WHAT THE EXERCISE ASKS
Print the opinion piece on Republicans and abortion legislation word for word, in full.

===== DOCUMENT SECTION

Since Neil Gorsuch made his way to a supreme court seat earlier this year, I’ve been waiting for all to see that the Republicans who control the US House of Representatives, the US Senate, and the United States presidency will not under any circumstances come up with legislation banning abortions. That would give their base a lot of hope such legislation could withstand a challenge in front of the conservatively loaded US Supreme Court.

In addition, the US Republican-dominated US Senate will never vote to end the filibuster on legislation so that the conservatives in the Senate can disappoint their grassroots base again. That won’t happen because doing so would raise the hopes of the Republican faithful that their dreams of saving tens of thousands of the unborn every year would be fulfilled, and this great wedge issue would be legally resolved. Perhaps then many of the faithful would begin to clamor for a more equitable distribution of income, wealth, and political power, and the leadership cannot have that.

Ergo, conservatism, as it is largely practiced in the Republican Party, is only about letting corporations and the rich legally run wild over everybody else while redistributing income and wealth from the 99 to the 1 percent. But the Republican Party is not the only representative body in the US government who performs this function on behalf of the wealthy.

So too are corporate Democrats, such as Hillary and Bill Clinton, Wall Street Senators Ron Wyden and Joe Biden and many others.

==========
===== SOURCE DATA

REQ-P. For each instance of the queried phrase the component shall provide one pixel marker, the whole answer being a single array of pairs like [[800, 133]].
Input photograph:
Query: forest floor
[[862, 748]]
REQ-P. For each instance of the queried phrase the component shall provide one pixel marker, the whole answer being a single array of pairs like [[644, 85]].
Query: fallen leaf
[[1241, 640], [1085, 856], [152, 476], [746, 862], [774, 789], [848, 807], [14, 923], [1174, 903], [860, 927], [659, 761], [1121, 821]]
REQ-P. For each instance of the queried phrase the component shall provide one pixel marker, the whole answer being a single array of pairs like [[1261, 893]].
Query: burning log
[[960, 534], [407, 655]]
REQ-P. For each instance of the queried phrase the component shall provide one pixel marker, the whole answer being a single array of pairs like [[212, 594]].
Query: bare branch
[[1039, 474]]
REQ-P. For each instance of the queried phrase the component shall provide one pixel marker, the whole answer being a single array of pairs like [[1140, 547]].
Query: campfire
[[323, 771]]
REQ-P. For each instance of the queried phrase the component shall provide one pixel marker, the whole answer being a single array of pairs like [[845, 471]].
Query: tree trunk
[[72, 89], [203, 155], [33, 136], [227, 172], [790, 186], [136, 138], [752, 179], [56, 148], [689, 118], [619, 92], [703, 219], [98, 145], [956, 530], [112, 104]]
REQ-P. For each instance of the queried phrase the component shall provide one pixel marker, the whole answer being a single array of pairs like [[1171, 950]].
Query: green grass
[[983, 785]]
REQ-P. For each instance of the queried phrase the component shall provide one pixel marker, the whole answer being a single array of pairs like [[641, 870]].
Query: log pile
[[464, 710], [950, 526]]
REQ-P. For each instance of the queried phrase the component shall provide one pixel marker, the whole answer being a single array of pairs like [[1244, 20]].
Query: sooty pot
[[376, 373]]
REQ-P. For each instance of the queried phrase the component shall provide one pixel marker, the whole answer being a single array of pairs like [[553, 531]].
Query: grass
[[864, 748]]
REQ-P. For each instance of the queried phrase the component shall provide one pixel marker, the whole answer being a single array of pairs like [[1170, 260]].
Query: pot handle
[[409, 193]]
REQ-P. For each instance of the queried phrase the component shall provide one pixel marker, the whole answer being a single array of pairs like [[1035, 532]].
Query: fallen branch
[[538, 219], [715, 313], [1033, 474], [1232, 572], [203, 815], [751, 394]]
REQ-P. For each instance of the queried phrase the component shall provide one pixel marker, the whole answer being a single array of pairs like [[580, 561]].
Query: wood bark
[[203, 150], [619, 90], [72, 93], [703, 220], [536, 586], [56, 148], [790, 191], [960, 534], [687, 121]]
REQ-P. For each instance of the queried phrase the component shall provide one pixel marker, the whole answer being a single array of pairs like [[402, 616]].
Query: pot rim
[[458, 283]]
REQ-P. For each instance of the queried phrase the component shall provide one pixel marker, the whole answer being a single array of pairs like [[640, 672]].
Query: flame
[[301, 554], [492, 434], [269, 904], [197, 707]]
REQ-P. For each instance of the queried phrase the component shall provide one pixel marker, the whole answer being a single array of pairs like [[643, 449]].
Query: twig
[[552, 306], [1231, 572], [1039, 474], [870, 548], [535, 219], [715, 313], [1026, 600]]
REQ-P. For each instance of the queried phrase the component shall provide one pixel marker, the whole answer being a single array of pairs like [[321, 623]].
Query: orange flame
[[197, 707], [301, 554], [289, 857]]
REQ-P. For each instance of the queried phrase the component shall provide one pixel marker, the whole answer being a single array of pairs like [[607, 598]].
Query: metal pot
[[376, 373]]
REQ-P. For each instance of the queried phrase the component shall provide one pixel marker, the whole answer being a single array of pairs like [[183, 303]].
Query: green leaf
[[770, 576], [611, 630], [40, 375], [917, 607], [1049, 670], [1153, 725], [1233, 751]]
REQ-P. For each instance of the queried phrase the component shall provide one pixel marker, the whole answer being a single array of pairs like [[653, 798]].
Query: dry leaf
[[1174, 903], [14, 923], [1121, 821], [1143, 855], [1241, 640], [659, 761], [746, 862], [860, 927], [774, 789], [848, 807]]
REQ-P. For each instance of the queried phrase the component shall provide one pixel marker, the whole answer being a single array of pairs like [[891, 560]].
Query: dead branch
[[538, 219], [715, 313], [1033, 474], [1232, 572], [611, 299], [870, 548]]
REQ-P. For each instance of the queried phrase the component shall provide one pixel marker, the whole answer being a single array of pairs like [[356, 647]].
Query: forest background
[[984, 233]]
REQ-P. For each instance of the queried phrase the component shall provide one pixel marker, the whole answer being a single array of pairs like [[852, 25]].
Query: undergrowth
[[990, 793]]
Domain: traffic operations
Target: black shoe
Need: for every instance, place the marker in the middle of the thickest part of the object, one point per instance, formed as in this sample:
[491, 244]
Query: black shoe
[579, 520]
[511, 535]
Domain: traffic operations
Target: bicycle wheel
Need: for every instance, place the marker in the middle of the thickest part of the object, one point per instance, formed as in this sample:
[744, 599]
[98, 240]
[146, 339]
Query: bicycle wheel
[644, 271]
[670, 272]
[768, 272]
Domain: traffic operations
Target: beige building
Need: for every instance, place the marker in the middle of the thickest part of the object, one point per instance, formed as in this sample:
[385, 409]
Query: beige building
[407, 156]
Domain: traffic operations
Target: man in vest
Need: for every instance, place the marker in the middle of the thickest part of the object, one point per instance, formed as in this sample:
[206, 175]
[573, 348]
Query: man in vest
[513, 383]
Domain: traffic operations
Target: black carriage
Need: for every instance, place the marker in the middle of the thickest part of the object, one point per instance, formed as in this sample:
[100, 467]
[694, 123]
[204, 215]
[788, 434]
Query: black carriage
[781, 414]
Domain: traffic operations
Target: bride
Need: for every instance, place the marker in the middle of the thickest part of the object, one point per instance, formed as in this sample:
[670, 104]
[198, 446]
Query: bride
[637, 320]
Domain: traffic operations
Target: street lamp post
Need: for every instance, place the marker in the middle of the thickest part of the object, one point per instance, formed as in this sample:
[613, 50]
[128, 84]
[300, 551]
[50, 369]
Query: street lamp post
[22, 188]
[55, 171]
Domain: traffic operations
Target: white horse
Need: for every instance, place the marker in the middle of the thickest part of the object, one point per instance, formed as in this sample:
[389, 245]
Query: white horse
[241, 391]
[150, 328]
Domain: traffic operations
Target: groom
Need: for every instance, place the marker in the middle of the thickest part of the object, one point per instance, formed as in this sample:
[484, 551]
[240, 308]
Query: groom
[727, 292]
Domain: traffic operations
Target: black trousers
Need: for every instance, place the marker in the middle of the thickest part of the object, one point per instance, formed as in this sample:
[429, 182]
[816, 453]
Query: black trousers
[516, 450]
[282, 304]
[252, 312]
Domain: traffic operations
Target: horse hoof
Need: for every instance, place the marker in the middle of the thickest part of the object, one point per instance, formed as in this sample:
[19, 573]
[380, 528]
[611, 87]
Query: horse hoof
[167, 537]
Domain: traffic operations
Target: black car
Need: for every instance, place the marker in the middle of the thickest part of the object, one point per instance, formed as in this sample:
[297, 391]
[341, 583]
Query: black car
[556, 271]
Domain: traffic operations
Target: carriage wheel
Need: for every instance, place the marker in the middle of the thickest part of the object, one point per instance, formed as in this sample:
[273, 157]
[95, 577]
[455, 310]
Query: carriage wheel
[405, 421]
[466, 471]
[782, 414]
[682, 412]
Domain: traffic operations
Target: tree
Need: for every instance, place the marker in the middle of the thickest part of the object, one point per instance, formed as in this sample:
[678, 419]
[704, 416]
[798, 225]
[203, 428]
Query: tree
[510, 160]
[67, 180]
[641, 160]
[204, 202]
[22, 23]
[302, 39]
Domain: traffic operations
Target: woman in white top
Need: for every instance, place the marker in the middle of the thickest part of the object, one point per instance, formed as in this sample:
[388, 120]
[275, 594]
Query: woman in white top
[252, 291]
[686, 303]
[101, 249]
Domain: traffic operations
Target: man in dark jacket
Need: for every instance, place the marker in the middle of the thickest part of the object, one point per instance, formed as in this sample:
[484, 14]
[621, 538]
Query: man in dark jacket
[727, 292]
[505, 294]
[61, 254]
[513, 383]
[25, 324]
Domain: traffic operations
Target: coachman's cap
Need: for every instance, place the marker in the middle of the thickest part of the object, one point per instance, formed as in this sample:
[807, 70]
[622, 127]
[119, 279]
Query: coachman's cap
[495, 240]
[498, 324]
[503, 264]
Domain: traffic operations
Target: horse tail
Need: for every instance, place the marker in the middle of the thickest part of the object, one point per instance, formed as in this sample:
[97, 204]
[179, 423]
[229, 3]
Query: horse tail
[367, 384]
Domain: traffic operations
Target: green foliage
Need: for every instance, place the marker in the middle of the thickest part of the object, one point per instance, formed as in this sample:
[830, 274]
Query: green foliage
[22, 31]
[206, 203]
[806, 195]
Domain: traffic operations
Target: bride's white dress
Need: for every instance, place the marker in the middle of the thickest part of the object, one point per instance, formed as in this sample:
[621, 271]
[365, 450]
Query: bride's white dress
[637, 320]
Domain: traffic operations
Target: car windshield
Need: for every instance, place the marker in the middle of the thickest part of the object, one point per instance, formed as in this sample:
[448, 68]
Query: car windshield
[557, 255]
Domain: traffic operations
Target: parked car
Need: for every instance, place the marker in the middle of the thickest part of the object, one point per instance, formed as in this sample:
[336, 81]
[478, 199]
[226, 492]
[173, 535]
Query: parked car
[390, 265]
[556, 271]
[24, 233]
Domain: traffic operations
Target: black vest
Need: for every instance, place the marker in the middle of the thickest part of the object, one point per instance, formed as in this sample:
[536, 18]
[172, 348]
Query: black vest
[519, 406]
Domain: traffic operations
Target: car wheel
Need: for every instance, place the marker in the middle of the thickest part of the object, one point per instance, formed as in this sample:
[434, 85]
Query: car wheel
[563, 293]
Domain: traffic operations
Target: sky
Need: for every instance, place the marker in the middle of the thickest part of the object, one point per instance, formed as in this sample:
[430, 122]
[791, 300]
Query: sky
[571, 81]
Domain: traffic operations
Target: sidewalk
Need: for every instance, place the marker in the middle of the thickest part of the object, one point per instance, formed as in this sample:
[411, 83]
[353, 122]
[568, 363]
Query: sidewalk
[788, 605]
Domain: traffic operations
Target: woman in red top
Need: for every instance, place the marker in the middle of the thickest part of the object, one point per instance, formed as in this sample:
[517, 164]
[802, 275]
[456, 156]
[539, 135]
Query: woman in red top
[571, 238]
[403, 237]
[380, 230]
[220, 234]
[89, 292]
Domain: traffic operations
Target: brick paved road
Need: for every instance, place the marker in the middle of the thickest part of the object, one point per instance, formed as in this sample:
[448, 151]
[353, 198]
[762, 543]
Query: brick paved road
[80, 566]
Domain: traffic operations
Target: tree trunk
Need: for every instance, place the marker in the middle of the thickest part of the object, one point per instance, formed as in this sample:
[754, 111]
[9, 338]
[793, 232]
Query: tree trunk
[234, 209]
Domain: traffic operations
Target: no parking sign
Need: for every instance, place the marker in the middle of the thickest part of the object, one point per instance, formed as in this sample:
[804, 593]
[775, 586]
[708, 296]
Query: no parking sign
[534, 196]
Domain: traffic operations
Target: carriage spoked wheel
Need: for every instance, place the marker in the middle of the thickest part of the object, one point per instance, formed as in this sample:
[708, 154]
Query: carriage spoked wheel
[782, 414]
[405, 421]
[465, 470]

==========

ANSWER BELOW
Since Neil Gorsuch made his way to a supreme court seat earlier this year, I’ve been waiting for all to see that the Republicans who control the US House of Representatives, the US Senate, and the United States presidency will not under any circumstances come up with legislation banning abortions. That would give their base a lot of hope such legislation could withstand a challenge in front of the conservatively loaded US Supreme Court.

In addition, the US Republican-dominated US Senate will never vote to end the filibuster on legislation so that the conservatives in the Senate can disappoint their grassroots base again. That won’t happen because doing so would raise the hopes of the Republican faithful that their dreams of saving tens of thousands of the unborn every year would be fulfilled, and this great wedge issue would be legally resolved. Perhaps then many of the faithful would begin to clamor for a more equitable distribution of income, wealth, and political power, and the leadership cannot have that.

Ergo, conservatism, as it is largely practiced in the Republican Party, is only about letting corporations and the rich legally run wild over everybody else while redistributing income and wealth from the 99 to the 1 percent. But the Republican Party is not the only representative body in the US government who performs this function on behalf of the wealthy.

So too are corporate Democrats, such as Hillary and Bill Clinton, Wall Street Senators Ron Wyden and Joe Biden and many others.